● **Instruction**: Switch "ceiling light" to "ceiling lamp" everywhere it appears in these lines, leaving everything else as it is.

● **Coordinate labeling data**:
•••••

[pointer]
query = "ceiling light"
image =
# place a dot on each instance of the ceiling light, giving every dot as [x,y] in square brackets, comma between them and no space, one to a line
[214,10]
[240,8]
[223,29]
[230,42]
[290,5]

•••••

● **Task answer**:
[pointer]
query = "ceiling lamp"
image =
# place a dot on each instance of the ceiling lamp, giving every dot as [x,y] in square brackets, comma between them and no space, one to a line
[214,10]
[240,8]
[223,29]
[230,42]
[290,5]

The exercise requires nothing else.